Extrait choisi —
•••

Par une décision récente de la Cour de Cassation (Cass. 3e civ. 22 octobre 2015 n° 14-20.096 (n° 1108 FS-PB), Sté Enlux c/ Sté Banque Chaix), il a été décidé que la cession d’un bail commercial ne pouvait pas être subordonnée à la conclusion d’un nouveau bail par le cessionnaire.

La Cour de cassation a ainsi jugé que la clause qui prévoit une condition portant sur un élément essentiel à la formation du contrat de location est réputée non écrite. Tel est le cas de celle soumettant la cession d’un bail à la condition suspensive de l’obtention d’un nouveau bail par le cessionnaire.

-

Les faits de l’espèce sont les suivants :

La cession d’un bail commercial avait été conclue sous la condition suspensive que le cessionnaire signe un nouveau bail avec le bailleur avant une date déterminée.

Cela est une pratique fort répandue afin que le cessionnaire se réserve un bail neuf (consolide ses droits) et que le bailleur le plus souvent s’aménage entre autre de nouvelles conditions et tout particulièrement un nouveau loyer réévalué.

Dans cette affaire, les pourparlers entre le cédant et le cessionnaire n’ayant pas abouti à l’expiration du délai imparti, le cessionnaire avait invoqué la caducité de la cession.

Le cédant en avait au contraire demandé l’exécution forcée, soutenant que la condition suspensive était illicite, si bien que sa non-réalisation était sans influence sur la conclusion de la cession.

Tout d’abord, la Cour d’appel de Nîmes avait écarté cette demande du cédant et refusé de supprimer la clause (condition suspensive d’un nouveau bail) contestée estimant que le juge n’avait pas le droit de modifier la loi des parties en appréciant la cohérence du contrat.

Ce qui semblait à première lecture être de bon sens et de bonne sécurité juridique au regard de loi des parties !

Mais la Cour de cassation est venue censurer cette décision en décidant que la clause qui prévoit une condition portant sur un élément essentiel à la formation du contrat doit être réputée non écrite.

En se prononçant sur le fondement de l’article 1168 du Code civil (définissant la condition suspensive ou résolutoire) et non au regard des dispositions régissant les baux commerciaux, la Cour de cassation a conféré à sa décision une portée générale.

Elle considère que la condition suspensive d’un nouveau bail signé entre le bailleur et le cessionnaire locataire, telle qu’envisagée par l’article 1168, n’étant qu’une modalité du contrat, elle ne doit - et ne peut - pas être confondue avec les éléments nécessaires à la formation du contrat, définis par l’article 1108 du Code civil (consentement et capacité des parties, existence d’un objet et d’une cause au contrat), et partant, elle ne peut pas être choisie parmi eux, sous peine pour la clause stipulant la condition d’être jugée illicite.

•••

Informations extraites —

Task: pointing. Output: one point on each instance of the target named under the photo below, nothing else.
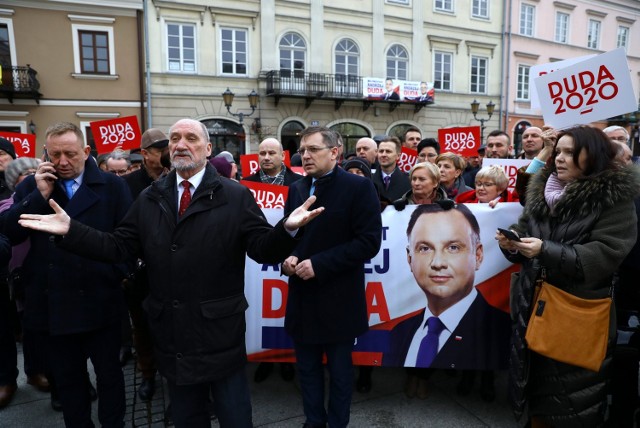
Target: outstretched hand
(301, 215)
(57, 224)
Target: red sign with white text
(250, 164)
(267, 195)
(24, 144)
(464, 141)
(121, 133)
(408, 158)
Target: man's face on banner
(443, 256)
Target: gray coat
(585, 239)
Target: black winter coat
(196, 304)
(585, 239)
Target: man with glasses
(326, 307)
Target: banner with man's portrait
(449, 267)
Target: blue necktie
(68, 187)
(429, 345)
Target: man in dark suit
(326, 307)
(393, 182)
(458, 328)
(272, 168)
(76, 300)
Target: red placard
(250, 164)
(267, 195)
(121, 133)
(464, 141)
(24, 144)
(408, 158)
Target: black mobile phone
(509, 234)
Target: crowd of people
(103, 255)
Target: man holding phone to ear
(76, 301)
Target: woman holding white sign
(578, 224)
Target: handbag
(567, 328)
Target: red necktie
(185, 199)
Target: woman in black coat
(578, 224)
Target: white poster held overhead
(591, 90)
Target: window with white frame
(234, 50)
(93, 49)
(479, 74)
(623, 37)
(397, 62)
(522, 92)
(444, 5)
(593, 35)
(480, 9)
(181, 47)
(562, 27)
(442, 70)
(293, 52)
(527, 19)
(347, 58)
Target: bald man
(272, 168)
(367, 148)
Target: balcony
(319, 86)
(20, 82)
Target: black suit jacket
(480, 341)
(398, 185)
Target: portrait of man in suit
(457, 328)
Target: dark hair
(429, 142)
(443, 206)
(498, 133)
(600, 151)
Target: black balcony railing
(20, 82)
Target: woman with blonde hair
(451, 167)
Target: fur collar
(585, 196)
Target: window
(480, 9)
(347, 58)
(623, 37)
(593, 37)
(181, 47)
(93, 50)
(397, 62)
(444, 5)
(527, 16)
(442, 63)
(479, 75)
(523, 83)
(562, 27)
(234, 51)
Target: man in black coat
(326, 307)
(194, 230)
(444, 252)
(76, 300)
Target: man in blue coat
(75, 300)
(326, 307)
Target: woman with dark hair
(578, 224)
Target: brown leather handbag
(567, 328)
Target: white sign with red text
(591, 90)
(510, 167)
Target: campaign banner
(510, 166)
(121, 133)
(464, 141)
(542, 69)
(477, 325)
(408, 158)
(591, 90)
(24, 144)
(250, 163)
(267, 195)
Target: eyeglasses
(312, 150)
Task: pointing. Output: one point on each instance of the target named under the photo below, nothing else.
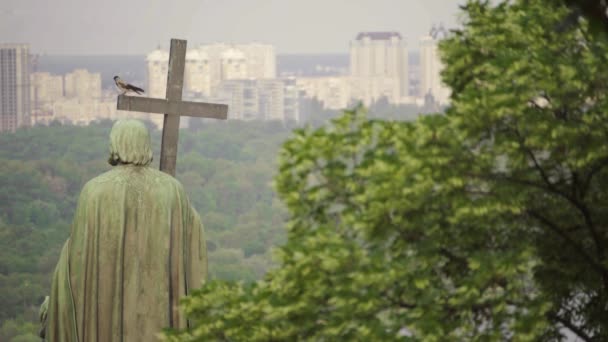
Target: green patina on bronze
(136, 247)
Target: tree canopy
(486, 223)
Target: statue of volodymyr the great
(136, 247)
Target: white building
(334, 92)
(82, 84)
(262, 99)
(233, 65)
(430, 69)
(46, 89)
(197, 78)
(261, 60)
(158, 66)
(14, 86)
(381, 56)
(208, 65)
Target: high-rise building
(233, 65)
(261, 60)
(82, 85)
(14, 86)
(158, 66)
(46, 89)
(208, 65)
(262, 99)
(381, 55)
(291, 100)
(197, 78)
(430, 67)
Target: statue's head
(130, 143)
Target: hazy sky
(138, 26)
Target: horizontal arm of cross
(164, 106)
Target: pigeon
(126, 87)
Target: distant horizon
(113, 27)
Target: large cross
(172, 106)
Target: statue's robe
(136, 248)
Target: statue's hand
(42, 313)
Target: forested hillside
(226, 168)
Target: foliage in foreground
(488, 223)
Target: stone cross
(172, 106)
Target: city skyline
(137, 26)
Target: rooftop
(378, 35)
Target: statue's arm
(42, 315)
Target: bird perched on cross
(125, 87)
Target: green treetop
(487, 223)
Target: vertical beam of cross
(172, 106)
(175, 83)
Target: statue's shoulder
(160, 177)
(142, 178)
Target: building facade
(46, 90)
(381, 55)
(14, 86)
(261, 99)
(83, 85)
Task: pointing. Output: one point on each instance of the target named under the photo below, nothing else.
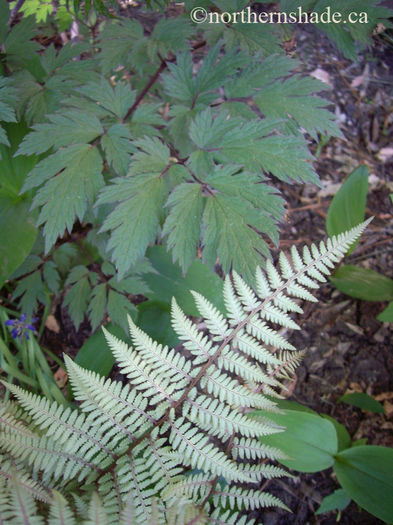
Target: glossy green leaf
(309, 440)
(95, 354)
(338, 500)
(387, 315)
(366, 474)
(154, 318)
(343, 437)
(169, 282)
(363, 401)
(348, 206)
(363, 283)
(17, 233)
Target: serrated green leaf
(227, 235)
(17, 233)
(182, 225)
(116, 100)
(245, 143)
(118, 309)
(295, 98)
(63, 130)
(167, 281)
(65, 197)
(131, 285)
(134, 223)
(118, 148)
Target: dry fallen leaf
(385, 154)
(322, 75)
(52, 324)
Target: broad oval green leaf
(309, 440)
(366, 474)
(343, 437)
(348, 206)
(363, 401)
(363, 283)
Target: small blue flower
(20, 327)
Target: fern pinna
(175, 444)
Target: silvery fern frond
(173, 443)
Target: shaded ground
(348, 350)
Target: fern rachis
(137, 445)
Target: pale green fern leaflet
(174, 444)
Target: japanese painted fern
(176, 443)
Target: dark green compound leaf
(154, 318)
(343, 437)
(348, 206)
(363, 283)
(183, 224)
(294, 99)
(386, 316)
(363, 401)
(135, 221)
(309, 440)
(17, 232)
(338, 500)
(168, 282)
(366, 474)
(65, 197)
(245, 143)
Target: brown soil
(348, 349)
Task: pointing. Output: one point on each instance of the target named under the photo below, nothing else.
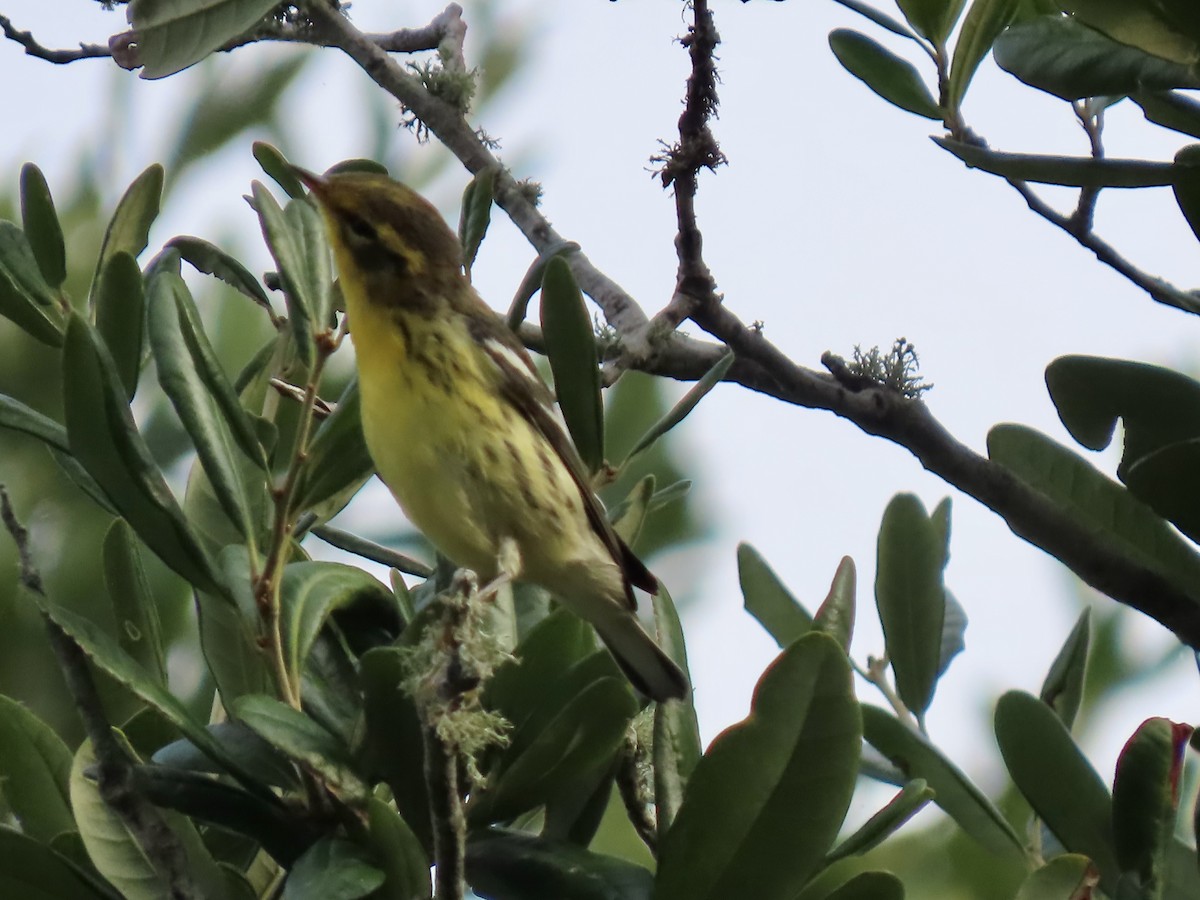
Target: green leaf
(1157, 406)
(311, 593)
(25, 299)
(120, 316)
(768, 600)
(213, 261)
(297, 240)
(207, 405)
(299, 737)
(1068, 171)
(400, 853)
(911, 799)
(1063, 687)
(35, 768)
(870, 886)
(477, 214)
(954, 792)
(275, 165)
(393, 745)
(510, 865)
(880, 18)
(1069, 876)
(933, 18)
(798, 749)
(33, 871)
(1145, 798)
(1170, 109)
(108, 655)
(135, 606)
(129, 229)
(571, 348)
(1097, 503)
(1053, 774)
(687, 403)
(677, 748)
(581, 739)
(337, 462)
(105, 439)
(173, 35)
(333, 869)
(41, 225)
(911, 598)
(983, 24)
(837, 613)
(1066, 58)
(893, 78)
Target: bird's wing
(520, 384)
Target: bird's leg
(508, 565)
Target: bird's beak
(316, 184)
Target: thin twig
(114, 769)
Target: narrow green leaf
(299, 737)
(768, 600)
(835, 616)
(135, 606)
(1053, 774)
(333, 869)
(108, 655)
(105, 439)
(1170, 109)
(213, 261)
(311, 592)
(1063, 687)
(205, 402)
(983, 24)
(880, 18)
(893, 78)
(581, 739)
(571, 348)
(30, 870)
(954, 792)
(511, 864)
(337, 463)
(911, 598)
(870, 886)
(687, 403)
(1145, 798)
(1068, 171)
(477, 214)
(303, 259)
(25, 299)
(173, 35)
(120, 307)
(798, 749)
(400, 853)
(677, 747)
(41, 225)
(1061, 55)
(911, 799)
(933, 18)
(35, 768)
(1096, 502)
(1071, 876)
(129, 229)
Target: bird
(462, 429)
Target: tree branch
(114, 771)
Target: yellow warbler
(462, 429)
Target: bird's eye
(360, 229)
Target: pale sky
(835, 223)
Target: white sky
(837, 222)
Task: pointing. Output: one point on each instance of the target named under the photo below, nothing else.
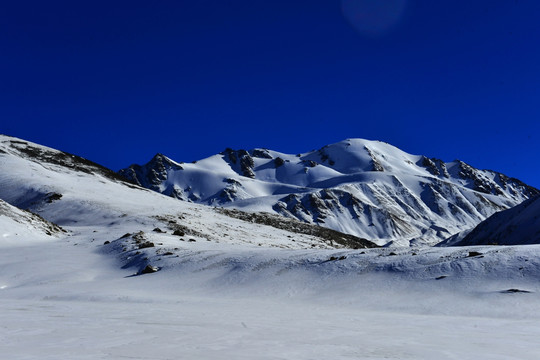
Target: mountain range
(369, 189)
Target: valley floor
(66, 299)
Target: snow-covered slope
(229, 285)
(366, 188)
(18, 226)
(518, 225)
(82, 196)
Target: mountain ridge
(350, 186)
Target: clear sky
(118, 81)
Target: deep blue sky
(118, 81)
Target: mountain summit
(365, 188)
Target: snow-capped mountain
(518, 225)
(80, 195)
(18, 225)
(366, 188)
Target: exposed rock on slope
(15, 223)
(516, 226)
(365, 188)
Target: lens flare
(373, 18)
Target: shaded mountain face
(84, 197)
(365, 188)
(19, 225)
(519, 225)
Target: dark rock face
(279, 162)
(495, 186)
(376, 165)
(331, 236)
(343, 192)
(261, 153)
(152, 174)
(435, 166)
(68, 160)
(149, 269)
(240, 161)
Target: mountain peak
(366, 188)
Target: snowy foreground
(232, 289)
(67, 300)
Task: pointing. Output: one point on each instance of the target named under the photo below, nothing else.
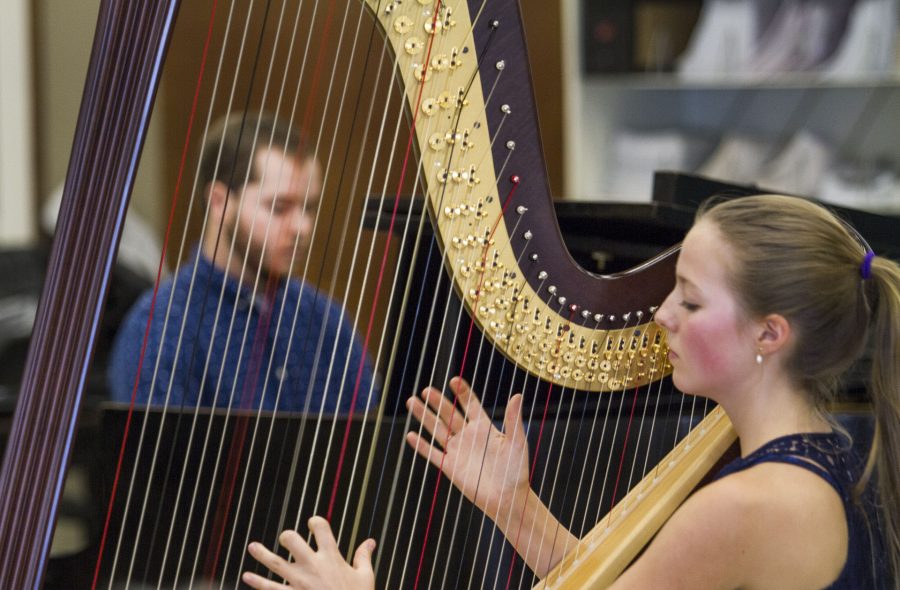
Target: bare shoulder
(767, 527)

•••

Consignes —
- a) D'après le texte sur la cession du bail commercial, quelle cour d'appel avait refusé de supprimer la clause contestée ?
- b) Recopiez à l'identique le passage du texte sur la cession du bail commercial qui va de « En se prononçant » à « une portée générale. ».
Ce matériel n'a aucun rôle à jouer ici.

Corrigé —
- a) La Cour d'appel de Nîmes.

- b)
En se prononçant sur le fondement de l’article 1168 du Code civil (définissant la condition suspensive ou résolutoire) et non au regard des dispositions régissant les baux commerciaux, la Cour de cassation a conféré à sa décision une portée générale.